Supplied data:

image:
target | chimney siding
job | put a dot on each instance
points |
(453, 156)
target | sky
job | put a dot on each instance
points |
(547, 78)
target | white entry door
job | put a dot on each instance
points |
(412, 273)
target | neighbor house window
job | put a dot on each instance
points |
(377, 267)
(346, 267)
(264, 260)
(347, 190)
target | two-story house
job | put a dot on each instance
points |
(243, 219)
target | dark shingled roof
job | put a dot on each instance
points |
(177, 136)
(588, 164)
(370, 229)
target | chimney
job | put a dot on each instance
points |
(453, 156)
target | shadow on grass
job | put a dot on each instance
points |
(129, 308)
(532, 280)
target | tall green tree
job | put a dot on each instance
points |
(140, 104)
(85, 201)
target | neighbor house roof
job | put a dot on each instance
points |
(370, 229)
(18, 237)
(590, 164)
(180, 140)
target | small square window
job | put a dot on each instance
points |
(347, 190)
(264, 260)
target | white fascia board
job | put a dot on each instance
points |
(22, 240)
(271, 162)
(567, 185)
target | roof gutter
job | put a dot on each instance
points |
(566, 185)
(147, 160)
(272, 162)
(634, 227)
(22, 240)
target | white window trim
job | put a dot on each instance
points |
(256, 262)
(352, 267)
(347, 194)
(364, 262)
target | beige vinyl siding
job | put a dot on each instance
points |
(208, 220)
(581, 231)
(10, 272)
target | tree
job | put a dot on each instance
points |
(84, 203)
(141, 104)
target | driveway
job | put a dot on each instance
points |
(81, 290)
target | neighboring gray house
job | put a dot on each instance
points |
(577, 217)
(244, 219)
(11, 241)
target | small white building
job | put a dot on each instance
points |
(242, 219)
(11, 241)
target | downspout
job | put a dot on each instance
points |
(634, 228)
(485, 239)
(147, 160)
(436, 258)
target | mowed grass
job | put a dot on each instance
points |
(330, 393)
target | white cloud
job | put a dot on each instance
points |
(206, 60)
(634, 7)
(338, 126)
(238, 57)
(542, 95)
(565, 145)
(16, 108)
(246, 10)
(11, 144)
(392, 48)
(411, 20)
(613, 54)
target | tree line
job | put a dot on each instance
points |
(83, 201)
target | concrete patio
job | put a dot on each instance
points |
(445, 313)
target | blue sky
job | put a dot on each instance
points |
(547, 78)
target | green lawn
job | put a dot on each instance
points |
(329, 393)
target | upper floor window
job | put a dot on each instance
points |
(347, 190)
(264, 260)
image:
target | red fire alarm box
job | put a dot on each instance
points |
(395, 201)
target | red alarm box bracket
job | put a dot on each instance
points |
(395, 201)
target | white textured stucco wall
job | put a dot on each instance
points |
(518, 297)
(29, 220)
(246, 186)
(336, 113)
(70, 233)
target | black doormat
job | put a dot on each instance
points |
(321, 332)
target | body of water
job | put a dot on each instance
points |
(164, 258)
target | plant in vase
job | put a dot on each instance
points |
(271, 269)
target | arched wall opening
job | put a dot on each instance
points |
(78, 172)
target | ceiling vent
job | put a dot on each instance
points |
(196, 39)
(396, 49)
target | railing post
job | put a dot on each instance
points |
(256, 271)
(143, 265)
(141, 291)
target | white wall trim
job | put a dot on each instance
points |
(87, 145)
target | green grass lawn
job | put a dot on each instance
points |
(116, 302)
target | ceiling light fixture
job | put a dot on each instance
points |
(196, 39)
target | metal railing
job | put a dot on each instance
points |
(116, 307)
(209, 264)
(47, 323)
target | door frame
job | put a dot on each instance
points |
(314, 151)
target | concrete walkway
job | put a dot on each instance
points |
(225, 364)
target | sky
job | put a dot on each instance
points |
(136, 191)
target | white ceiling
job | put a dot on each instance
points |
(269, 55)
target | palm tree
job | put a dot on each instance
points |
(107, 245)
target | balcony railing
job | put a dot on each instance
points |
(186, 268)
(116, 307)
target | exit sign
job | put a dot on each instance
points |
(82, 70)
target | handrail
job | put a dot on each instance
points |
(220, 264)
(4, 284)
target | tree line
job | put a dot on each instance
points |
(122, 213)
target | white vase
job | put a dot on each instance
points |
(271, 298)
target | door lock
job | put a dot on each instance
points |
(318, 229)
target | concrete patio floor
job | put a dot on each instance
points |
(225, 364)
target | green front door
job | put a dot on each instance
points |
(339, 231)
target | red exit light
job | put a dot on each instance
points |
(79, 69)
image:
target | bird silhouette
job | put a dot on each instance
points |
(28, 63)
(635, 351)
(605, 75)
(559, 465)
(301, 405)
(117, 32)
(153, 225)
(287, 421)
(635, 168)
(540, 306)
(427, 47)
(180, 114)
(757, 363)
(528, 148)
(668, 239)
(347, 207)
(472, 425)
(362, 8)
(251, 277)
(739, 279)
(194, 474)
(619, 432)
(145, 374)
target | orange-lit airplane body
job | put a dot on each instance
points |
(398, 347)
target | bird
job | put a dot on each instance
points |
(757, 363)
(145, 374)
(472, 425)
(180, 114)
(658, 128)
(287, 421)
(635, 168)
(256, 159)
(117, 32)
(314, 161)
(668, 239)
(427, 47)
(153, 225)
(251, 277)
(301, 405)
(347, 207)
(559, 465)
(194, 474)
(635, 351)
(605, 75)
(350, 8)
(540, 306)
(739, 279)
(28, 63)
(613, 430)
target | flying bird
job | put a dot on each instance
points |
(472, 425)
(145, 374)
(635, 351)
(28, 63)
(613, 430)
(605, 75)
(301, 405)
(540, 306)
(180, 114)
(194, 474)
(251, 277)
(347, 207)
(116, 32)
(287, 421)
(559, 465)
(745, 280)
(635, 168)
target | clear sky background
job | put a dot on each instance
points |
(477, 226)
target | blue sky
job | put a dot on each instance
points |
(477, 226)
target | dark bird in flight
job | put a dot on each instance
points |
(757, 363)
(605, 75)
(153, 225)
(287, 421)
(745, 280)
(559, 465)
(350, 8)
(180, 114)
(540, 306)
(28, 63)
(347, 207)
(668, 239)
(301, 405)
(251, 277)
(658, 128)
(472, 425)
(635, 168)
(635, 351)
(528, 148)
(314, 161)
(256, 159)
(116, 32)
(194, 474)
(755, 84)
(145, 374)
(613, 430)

Work order:
All of the entries above must be quoted exactly.

Solution:
image:
target | chimney siding
job | put a dot on each instance
points |
(453, 156)
target | sky
job | put a dot on each instance
points |
(547, 78)
target | white entry door
job | put a dot on each instance
points |
(412, 273)
target | neighbor house window
job | put a dot on each instance
points |
(377, 267)
(346, 267)
(264, 260)
(347, 190)
target | two-story house
job | put a dot on each instance
points |
(243, 219)
target | dark shingled roof
job | put a dot on each instance
points |
(177, 136)
(588, 164)
(370, 229)
target | chimney
job | put a dot on each instance
points |
(453, 156)
target | shadow on grass
job | put a dot on each instance
points |
(129, 308)
(532, 280)
target | tall green tree
job | put a dot on each instance
points |
(140, 104)
(85, 201)
target | neighbor house roof
job | put a dot on each instance
points |
(370, 229)
(18, 237)
(590, 164)
(180, 140)
target | small square window
job | put a dot on each instance
points |
(347, 190)
(264, 260)
target | white fascia board
job | put a dot on each instance
points |
(22, 240)
(271, 162)
(567, 185)
target | roof gutter
job | put a dot on each instance
points |
(566, 185)
(147, 160)
(272, 162)
(634, 227)
(22, 240)
target | white window trim
job | put a dot on each instance
points |
(256, 262)
(352, 267)
(347, 194)
(364, 262)
target | beige vinyl siding
job | put a dot on each instance
points |
(208, 220)
(581, 231)
(10, 272)
target | tree
job | put a dot on each instance
points |
(84, 203)
(141, 104)
target | driveway
job | put a dot on each instance
points |
(81, 290)
target | neighboring gray house
job | put a dot on each instance
points |
(577, 217)
(244, 219)
(11, 241)
target | small white building
job | put a dot on each instance
points |
(242, 219)
(11, 241)
target | downspout
job | put a dot on each instance
points |
(634, 228)
(485, 239)
(147, 160)
(436, 258)
target | mowed grass
job | put a dot on each instance
points |
(330, 393)
target | white cloud
job | put a dot on each instance
points |
(206, 60)
(634, 7)
(338, 126)
(238, 57)
(542, 95)
(565, 145)
(16, 108)
(246, 10)
(11, 144)
(392, 48)
(411, 20)
(613, 54)
target | tree line
job | put a dot on each instance
points |
(83, 201)
target | concrete patio
job | put a dot on each instance
points |
(445, 313)
target | blue sky
job | put a dot on each instance
points |
(547, 78)
target | green lawn
job | put a dot on each instance
points |
(329, 393)
target | upper floor window
job | put a dot on each instance
points |
(347, 190)
(264, 260)
image:
target | red fire alarm box
job | put a dot on each instance
points |
(395, 201)
target | red alarm box bracket
job | put a dot on each instance
points |
(395, 201)
target | white textured stucco wall
job | put a dot on each instance
points |
(518, 297)
(29, 220)
(246, 186)
(336, 113)
(70, 233)
target | black doormat
job | put a dot on each instance
points |
(321, 332)
target | body of water
job | put a dot on each instance
points |
(164, 258)
target | plant in vase
job | put a dot on each instance
points |
(271, 269)
target | arched wall opening
job | put a dot on each instance
points |
(78, 172)
target | ceiling vent
job | put a dot on each instance
points |
(196, 39)
(396, 49)
target | railing post
job | put a dot on each instance
points |
(256, 271)
(143, 265)
(141, 291)
target | white wall trim
job | put a dot on each instance
points |
(87, 145)
target | green grass lawn
job | put a dot on each instance
points |
(116, 302)
target | ceiling light fixture
job | put a dot on each instance
points |
(196, 39)
target | metal railing
job | put a dot on each instance
points |
(116, 307)
(209, 264)
(47, 323)
target | door frame
job | put a dot on each instance
points |
(314, 151)
target | concrete walkway
job | put a dot on each instance
points |
(225, 364)
target | sky
job | put a dot on each instance
points |
(136, 191)
target | white ceiling
job | put a dot on each instance
points |
(269, 55)
target | palm tree
job | put a dot on each instance
points |
(107, 245)
target | balcony railing
job | put a dot on each instance
points |
(186, 268)
(116, 307)
target | exit sign
job | put a dot on each instance
points |
(82, 70)
target | handrail
job | put a dot on each instance
points |
(220, 264)
(4, 284)
target | tree line
job | put a dot on each instance
points |
(122, 213)
target | white vase
job | put a dot on each instance
points |
(271, 298)
target | door lock
job | put a dot on each instance
points |
(318, 229)
target | concrete patio floor
job | put a dot on each instance
points |
(225, 364)
target | green front door
job | put a dot on each instance
points |
(339, 231)
target | red exit light
job | put a dot on each instance
points |
(79, 69)
image:
target | bird silhouette
job | put a dot on each instance
points |
(28, 63)
(635, 351)
(605, 75)
(559, 465)
(301, 405)
(117, 32)
(153, 225)
(287, 421)
(635, 168)
(540, 306)
(427, 47)
(180, 114)
(757, 363)
(528, 148)
(668, 239)
(347, 207)
(472, 425)
(362, 8)
(251, 277)
(739, 279)
(194, 474)
(619, 432)
(145, 374)
target | orange-lit airplane body
job | put a dot on each instance
points |
(398, 347)
target | bird
job | put a dot on each instance
points |
(757, 363)
(145, 374)
(472, 425)
(180, 114)
(658, 128)
(287, 421)
(635, 168)
(256, 159)
(117, 32)
(314, 161)
(668, 239)
(427, 47)
(153, 225)
(251, 277)
(301, 405)
(347, 207)
(559, 465)
(194, 474)
(635, 351)
(605, 75)
(350, 8)
(540, 306)
(739, 279)
(28, 63)
(613, 430)
target | flying bird
job | put a dot on each instance
points |
(472, 425)
(145, 374)
(635, 351)
(28, 63)
(613, 430)
(605, 75)
(301, 405)
(540, 306)
(180, 114)
(194, 474)
(251, 277)
(347, 207)
(116, 32)
(287, 421)
(559, 465)
(745, 280)
(635, 168)
target | clear sky background
job | put a dot on each instance
points |
(477, 226)
target | blue sky
job | put a dot on each instance
points |
(477, 226)
target | dark bird in flight
job | put a dot on each instance
points |
(757, 363)
(605, 75)
(153, 225)
(287, 421)
(745, 280)
(559, 465)
(350, 8)
(180, 114)
(540, 306)
(28, 63)
(347, 207)
(668, 239)
(301, 405)
(251, 277)
(658, 128)
(472, 425)
(635, 168)
(635, 351)
(528, 148)
(314, 161)
(256, 159)
(116, 32)
(194, 474)
(755, 84)
(145, 374)
(613, 430)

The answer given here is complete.